TASK DESCRIPTION - Please give back an exact reproduction of the lines from the one with "Where in the scene above is the cabinet door?" through the end of the entries below, and no others.
========================================================================
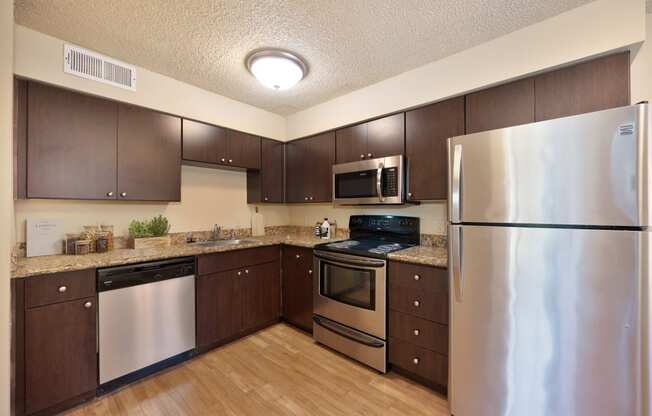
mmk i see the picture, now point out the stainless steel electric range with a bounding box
[312,215,420,372]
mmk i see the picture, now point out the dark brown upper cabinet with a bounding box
[336,113,404,163]
[406,97,465,201]
[465,78,535,134]
[535,52,630,122]
[247,138,284,203]
[26,81,119,200]
[182,119,261,169]
[117,105,182,201]
[286,132,335,203]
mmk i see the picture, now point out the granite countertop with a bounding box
[387,245,448,268]
[11,234,337,279]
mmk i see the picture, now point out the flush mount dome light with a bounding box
[246,49,307,90]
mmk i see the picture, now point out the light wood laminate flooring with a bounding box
[65,323,448,415]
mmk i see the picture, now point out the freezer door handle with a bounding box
[450,225,463,302]
[451,144,463,223]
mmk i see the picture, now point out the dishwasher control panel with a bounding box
[97,257,195,291]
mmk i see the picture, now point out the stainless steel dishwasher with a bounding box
[97,257,196,389]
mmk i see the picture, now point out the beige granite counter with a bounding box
[388,245,448,268]
[12,233,340,279]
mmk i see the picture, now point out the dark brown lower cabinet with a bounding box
[243,261,281,330]
[25,297,97,415]
[282,246,314,332]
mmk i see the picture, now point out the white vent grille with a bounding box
[64,44,136,91]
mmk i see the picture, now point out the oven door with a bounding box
[313,250,386,339]
[332,156,403,205]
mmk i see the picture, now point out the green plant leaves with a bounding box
[128,215,171,238]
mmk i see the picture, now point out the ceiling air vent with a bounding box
[63,44,137,91]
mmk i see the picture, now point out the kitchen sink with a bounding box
[189,239,258,247]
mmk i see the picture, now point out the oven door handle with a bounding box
[376,162,384,203]
[314,250,386,268]
[313,316,385,348]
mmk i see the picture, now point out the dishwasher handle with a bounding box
[97,257,195,292]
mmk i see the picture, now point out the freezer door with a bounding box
[448,104,650,227]
[449,225,645,416]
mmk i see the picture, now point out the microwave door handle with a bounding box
[377,162,384,202]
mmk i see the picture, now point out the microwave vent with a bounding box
[63,44,136,91]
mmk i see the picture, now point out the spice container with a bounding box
[82,225,100,253]
[65,233,82,255]
[96,232,110,253]
[100,225,114,251]
[75,239,91,255]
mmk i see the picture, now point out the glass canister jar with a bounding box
[95,232,110,253]
[75,239,91,255]
[65,233,82,255]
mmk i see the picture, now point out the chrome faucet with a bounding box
[212,224,221,241]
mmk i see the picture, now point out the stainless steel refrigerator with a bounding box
[447,103,651,416]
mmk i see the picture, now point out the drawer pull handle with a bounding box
[413,357,420,365]
[413,274,420,281]
[413,329,420,336]
[58,286,67,293]
[84,301,92,309]
[413,300,420,308]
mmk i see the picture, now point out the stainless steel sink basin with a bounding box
[189,239,257,247]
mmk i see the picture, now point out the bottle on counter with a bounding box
[320,218,331,240]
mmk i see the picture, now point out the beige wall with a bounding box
[286,0,646,139]
[14,166,290,242]
[1,0,13,413]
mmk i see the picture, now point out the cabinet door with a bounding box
[336,123,367,163]
[366,113,404,159]
[226,130,261,169]
[535,52,630,122]
[465,78,535,134]
[117,105,182,201]
[285,139,309,203]
[256,138,284,203]
[27,82,118,200]
[196,270,242,348]
[282,247,314,332]
[306,132,335,202]
[242,261,281,330]
[25,297,97,415]
[182,119,227,164]
[406,97,464,200]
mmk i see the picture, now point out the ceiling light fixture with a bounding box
[246,49,307,90]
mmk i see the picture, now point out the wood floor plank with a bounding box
[64,324,448,416]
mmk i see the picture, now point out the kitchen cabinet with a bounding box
[405,97,464,201]
[336,113,404,163]
[247,138,285,203]
[26,81,118,200]
[535,51,630,122]
[182,119,261,169]
[285,132,335,203]
[282,246,314,332]
[196,246,281,349]
[117,104,182,201]
[14,78,27,199]
[388,261,448,391]
[465,78,535,134]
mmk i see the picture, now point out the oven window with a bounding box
[335,170,378,199]
[320,262,375,310]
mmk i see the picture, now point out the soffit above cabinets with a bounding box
[15,0,591,116]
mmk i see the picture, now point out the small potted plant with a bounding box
[128,215,171,249]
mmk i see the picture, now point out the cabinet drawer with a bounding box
[389,284,448,324]
[198,246,280,275]
[389,310,448,355]
[25,269,96,309]
[389,337,448,387]
[388,261,447,293]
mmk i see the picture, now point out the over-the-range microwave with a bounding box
[332,155,405,205]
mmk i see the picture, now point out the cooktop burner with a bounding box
[315,215,420,259]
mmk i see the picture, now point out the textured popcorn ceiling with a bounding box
[15,0,592,115]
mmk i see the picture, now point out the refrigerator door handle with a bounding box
[450,225,463,302]
[451,144,463,223]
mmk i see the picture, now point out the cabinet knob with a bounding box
[308,269,313,275]
[367,153,372,158]
[413,300,421,308]
[309,196,314,201]
[304,196,309,201]
[412,357,420,365]
[84,301,92,309]
[106,191,114,197]
[413,274,420,281]
[58,285,67,293]
[237,271,242,276]
[228,159,233,163]
[245,269,249,274]
[295,254,301,259]
[120,192,127,198]
[408,192,413,198]
[220,158,226,163]
[413,329,420,336]
[360,154,365,159]
[264,197,269,201]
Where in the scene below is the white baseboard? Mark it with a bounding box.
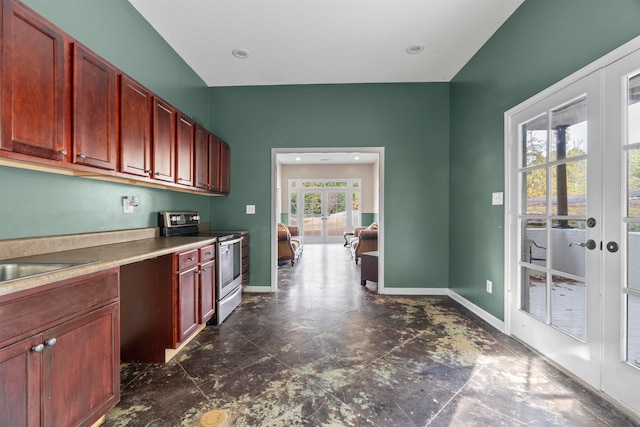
[243,285,273,293]
[447,289,506,333]
[379,287,448,296]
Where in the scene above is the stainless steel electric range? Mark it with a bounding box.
[158,211,243,325]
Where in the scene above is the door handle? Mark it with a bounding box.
[569,239,597,250]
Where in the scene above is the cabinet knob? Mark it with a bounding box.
[45,338,57,347]
[77,153,86,159]
[155,172,160,176]
[145,170,152,174]
[186,257,194,262]
[31,343,45,353]
[58,149,68,156]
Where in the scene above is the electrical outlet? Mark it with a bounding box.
[486,280,492,294]
[492,192,503,206]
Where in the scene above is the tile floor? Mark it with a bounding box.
[105,244,639,426]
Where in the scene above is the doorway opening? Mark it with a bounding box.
[271,147,384,293]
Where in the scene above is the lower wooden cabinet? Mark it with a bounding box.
[0,269,120,427]
[120,243,216,363]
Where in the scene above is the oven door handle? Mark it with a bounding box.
[218,236,243,247]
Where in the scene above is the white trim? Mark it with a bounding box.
[380,287,449,296]
[448,290,506,333]
[243,285,273,293]
[272,147,385,293]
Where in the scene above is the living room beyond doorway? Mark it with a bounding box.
[272,148,384,293]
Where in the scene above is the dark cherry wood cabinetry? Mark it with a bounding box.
[176,112,195,186]
[0,0,232,195]
[120,243,215,363]
[241,232,250,285]
[1,0,67,161]
[174,248,199,345]
[0,268,120,427]
[72,43,117,170]
[194,124,209,189]
[152,97,176,183]
[118,75,152,178]
[210,136,231,194]
[199,244,216,323]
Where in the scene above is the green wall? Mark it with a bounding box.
[208,84,450,288]
[449,0,640,319]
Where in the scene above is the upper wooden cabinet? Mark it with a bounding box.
[72,43,117,170]
[194,124,209,190]
[152,97,176,183]
[209,135,230,194]
[1,0,67,161]
[0,0,231,195]
[176,112,194,186]
[119,75,152,178]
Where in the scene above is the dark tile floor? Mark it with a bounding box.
[105,243,639,427]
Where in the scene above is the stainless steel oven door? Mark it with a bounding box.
[217,236,242,300]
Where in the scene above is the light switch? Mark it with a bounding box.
[246,205,256,214]
[492,192,504,206]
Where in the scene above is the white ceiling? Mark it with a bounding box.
[127,0,523,87]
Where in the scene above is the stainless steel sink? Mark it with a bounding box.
[0,262,88,282]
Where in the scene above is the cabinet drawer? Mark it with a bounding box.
[242,256,249,273]
[199,245,215,262]
[177,249,198,271]
[0,269,119,346]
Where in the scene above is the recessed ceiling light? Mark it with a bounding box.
[354,156,360,160]
[232,49,250,59]
[295,157,301,161]
[406,45,424,54]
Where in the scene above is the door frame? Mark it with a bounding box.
[271,147,385,293]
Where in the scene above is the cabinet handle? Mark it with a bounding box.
[201,267,207,272]
[205,252,212,256]
[155,172,160,176]
[77,153,86,159]
[31,344,45,353]
[58,149,68,156]
[178,177,184,181]
[186,257,194,262]
[145,169,152,174]
[45,338,57,347]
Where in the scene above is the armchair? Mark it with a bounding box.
[349,223,378,264]
[277,223,303,266]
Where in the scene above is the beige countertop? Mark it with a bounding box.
[0,228,219,298]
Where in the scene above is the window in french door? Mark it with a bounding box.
[519,95,588,341]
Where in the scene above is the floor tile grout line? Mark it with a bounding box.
[176,360,211,402]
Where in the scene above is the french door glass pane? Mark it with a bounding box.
[628,73,640,145]
[522,220,546,267]
[326,191,346,237]
[627,294,640,367]
[524,169,547,215]
[522,114,548,167]
[551,220,586,277]
[550,97,588,161]
[629,148,640,218]
[551,159,587,216]
[551,275,586,341]
[303,192,321,237]
[521,267,546,321]
[629,224,640,292]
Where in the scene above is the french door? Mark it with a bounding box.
[507,47,640,416]
[289,179,361,244]
[300,189,348,243]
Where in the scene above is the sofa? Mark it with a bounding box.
[277,223,303,266]
[349,222,378,264]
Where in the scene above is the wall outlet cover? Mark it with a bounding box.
[492,192,504,206]
[246,205,256,214]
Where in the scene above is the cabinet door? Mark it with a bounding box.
[119,75,152,178]
[199,259,216,323]
[220,141,230,193]
[152,97,176,183]
[194,125,209,189]
[176,113,194,186]
[209,135,223,192]
[1,0,67,160]
[176,267,199,345]
[42,303,119,427]
[73,44,116,170]
[0,335,42,427]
========================================================================
RESPONSE -
Where in the scene above is the cabinet door? Mark it with a bounding box.
[119,75,152,178]
[199,259,216,323]
[220,141,230,193]
[152,97,176,183]
[194,125,209,189]
[176,113,194,186]
[209,135,223,192]
[1,0,67,160]
[176,267,199,345]
[42,303,119,427]
[73,44,116,170]
[0,335,42,427]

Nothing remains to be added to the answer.